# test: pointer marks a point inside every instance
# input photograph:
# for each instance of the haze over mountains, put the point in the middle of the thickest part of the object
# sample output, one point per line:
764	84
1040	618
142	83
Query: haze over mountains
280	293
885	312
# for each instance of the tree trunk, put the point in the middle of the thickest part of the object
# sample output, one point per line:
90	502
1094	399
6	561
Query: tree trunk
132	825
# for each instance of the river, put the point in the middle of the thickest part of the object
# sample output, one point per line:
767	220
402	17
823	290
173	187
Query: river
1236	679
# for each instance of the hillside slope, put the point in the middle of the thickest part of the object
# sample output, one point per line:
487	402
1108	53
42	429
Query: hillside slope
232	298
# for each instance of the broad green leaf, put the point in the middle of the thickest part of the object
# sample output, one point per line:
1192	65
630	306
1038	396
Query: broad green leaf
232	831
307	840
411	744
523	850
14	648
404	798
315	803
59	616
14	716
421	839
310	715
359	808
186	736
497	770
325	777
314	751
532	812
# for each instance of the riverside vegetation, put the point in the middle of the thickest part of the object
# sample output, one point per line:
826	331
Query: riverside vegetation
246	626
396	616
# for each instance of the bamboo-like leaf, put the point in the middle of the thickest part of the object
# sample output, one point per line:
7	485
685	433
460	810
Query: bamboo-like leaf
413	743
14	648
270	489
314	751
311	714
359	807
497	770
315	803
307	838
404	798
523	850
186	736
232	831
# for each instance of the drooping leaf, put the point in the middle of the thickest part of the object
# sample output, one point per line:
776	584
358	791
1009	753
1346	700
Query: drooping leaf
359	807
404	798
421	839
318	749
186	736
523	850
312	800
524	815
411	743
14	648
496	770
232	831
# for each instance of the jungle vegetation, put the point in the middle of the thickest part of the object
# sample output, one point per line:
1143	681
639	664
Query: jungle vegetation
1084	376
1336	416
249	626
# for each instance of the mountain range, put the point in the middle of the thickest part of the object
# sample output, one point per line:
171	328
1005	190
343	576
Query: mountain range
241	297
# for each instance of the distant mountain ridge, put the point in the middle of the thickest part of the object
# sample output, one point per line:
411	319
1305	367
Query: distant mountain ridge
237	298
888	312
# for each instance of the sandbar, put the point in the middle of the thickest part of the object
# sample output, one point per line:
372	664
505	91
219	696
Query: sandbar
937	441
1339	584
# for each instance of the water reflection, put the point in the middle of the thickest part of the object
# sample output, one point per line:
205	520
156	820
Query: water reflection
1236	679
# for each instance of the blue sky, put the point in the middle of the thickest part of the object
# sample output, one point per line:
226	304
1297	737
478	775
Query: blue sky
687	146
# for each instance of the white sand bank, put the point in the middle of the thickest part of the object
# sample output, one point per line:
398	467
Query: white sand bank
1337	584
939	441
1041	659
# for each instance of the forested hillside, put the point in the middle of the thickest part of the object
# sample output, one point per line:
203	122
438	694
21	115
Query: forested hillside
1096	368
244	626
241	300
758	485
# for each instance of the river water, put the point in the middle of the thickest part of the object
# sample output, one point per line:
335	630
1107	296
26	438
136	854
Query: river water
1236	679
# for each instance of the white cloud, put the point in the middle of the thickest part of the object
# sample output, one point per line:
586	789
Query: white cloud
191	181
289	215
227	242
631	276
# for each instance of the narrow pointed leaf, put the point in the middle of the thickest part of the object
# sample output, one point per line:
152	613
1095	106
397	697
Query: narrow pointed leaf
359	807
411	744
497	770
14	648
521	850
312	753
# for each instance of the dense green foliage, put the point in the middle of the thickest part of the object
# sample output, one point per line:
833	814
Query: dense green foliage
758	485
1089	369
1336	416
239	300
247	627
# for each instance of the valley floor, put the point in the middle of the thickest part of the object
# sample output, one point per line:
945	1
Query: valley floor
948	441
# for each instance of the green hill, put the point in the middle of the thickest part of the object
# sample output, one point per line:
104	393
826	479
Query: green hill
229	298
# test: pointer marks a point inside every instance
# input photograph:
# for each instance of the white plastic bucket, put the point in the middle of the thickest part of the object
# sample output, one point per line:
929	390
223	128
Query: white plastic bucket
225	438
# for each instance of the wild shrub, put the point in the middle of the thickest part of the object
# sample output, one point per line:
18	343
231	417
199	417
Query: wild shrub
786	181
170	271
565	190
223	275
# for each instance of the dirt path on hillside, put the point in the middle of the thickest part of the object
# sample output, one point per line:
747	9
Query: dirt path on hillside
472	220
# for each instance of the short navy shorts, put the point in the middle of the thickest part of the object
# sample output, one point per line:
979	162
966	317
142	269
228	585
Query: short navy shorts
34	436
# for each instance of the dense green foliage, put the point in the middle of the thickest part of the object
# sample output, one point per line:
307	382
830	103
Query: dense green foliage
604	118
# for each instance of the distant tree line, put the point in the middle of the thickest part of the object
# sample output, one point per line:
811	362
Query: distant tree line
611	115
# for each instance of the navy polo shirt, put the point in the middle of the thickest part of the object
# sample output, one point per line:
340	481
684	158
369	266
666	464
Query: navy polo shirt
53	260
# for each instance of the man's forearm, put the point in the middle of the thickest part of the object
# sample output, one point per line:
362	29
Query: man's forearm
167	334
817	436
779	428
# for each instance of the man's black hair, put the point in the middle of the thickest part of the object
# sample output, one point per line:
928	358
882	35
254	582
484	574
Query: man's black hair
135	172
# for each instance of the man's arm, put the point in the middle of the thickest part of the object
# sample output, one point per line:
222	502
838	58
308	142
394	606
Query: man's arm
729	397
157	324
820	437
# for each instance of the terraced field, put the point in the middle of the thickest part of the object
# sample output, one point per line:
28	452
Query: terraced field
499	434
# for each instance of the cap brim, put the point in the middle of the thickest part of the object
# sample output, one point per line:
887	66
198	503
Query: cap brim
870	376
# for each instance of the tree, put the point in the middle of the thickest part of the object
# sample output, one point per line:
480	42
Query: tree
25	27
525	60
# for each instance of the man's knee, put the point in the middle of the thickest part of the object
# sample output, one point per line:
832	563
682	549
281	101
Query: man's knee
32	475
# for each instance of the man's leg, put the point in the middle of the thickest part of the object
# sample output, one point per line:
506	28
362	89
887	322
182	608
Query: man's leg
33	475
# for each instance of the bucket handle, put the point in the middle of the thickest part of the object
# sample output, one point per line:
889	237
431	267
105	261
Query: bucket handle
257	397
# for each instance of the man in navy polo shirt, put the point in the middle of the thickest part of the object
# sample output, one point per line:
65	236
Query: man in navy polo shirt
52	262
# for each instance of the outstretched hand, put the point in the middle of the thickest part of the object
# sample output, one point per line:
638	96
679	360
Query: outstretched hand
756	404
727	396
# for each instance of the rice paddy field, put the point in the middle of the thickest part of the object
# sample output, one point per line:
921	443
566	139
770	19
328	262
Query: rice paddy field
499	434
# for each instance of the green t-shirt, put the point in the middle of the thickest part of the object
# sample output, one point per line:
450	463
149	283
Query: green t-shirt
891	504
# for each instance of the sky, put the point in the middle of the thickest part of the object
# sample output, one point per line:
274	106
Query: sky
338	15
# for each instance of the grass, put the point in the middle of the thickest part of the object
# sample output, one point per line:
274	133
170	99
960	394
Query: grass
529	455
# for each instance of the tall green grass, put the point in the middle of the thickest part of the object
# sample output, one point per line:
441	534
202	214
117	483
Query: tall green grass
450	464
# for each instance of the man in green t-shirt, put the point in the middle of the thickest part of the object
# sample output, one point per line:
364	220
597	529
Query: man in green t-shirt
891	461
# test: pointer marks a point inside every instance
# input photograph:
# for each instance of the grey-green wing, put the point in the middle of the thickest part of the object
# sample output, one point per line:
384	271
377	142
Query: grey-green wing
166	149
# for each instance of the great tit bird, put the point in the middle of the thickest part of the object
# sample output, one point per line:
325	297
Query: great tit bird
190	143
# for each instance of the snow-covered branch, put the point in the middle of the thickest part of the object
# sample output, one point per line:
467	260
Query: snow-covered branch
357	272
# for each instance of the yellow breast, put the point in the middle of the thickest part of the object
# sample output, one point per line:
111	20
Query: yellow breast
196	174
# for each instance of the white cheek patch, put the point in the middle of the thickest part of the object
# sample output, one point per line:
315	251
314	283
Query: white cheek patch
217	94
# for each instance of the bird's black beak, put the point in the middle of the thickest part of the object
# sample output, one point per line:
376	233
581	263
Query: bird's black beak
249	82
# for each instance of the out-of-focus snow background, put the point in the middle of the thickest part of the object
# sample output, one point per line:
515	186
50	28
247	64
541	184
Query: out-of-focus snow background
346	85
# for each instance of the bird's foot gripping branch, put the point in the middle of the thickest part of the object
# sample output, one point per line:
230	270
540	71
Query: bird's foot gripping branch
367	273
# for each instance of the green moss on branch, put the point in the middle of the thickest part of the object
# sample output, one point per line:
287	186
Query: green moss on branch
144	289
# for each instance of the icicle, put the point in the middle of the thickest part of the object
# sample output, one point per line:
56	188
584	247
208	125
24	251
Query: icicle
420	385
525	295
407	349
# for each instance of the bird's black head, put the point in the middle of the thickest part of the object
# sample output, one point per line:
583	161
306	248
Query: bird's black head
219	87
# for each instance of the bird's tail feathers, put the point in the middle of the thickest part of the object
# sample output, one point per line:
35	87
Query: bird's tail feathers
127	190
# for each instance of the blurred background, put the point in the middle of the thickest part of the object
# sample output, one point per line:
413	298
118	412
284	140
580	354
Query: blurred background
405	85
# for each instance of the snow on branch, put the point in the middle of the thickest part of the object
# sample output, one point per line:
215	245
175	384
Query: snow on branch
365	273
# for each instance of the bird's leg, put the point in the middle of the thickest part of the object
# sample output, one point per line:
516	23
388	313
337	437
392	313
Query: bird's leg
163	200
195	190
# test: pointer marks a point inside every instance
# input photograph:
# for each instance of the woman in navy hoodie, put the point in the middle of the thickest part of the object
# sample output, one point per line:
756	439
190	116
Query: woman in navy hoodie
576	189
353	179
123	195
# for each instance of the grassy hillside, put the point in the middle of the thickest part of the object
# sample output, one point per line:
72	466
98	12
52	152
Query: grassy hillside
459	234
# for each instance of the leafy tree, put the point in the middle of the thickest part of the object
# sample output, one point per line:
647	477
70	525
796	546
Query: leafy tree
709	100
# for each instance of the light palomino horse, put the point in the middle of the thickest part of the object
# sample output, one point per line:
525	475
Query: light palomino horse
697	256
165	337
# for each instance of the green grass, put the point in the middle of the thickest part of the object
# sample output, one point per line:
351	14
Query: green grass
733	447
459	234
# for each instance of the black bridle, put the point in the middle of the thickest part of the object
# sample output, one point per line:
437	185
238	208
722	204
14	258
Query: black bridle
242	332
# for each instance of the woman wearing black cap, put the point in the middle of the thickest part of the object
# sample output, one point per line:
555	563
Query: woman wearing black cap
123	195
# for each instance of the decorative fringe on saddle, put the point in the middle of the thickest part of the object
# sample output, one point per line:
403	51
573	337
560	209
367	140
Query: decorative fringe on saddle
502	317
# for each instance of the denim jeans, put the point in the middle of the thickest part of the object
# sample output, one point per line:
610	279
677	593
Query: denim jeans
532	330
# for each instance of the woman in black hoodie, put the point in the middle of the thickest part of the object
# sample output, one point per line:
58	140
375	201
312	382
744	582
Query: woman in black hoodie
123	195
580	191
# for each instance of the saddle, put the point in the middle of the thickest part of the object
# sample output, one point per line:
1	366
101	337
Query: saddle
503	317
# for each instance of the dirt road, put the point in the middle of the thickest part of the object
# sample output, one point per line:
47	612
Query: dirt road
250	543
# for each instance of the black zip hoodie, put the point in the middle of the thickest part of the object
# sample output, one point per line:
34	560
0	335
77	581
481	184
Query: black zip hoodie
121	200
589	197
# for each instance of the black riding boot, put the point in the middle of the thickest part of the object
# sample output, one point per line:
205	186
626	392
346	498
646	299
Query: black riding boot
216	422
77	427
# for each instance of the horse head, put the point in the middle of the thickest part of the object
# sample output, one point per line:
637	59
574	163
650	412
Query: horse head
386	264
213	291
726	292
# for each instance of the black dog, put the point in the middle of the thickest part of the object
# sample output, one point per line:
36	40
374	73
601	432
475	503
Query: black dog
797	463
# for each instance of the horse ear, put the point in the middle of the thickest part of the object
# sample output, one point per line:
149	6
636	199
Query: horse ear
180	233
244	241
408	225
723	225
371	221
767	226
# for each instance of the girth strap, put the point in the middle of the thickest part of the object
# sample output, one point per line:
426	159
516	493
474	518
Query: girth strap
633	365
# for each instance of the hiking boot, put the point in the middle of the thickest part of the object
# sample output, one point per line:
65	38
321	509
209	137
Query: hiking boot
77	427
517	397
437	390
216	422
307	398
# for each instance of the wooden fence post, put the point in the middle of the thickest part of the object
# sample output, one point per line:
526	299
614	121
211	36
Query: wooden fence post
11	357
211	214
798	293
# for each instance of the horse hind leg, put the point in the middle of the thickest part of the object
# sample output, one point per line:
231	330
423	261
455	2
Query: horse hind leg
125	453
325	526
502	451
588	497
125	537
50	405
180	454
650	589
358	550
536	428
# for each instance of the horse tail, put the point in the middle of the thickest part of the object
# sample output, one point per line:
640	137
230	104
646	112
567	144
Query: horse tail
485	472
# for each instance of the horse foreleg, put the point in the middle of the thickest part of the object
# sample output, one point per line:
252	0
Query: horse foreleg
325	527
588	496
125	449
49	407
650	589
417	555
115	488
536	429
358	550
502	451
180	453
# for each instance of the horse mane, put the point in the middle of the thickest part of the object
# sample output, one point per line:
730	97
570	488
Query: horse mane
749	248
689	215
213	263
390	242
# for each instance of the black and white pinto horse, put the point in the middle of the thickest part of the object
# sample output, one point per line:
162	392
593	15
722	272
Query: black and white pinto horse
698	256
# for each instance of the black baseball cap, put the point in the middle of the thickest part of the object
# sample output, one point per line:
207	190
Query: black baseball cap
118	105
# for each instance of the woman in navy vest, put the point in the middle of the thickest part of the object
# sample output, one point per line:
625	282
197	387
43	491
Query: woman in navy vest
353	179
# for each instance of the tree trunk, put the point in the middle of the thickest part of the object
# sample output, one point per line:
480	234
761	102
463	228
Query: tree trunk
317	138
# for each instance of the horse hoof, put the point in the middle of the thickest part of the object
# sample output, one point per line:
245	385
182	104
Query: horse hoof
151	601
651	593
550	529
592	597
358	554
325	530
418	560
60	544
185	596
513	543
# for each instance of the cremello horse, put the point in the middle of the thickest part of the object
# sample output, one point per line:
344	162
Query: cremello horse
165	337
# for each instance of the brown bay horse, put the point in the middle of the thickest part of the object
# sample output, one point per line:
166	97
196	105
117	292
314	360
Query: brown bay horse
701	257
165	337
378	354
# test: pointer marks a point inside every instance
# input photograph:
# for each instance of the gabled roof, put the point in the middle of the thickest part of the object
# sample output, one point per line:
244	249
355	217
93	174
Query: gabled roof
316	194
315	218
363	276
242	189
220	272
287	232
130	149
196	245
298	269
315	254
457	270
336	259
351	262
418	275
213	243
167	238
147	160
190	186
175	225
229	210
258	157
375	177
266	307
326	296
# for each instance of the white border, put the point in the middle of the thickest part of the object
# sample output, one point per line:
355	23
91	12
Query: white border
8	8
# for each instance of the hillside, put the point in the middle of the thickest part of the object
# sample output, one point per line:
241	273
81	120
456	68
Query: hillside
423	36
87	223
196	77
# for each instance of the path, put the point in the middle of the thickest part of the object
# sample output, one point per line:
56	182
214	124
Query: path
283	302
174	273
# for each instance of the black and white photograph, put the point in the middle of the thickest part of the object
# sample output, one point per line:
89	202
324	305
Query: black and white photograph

• • •

- [PROBLEM STATEMENT]
Turn the records above, from the line containing "# for each instance of the white border, put" through the end of the records, into a JSON list of strings with one string per line, omitting any blank lines.

- [ANSWER]
[
  "# for each instance of the white border, put the point in the middle of the thickest part of the object",
  "# sample output, one point per line:",
  "355\t23",
  "91\t12",
  "Query: white border",
  "8\t8",
  "# for each instance of the hillside, put the point in the middle of the thickest part of the object",
  "# sample output, one point per line:",
  "241\t273",
  "81\t120",
  "456\t68",
  "Query: hillside",
  "423\t36",
  "87\t223",
  "196\t77",
  "# for each instance of the path, put the point in the middle of the thickest part of the object",
  "# sample output, one point per line:",
  "56\t182",
  "214\t124",
  "Query: path",
  "283\t302",
  "174\t273",
  "# for each instance of the black and white photograph, put the point in the middle of the thickest part of the object",
  "# sample output, one point per line:",
  "89\t202",
  "324\t305",
  "Query: black and white photograph"
]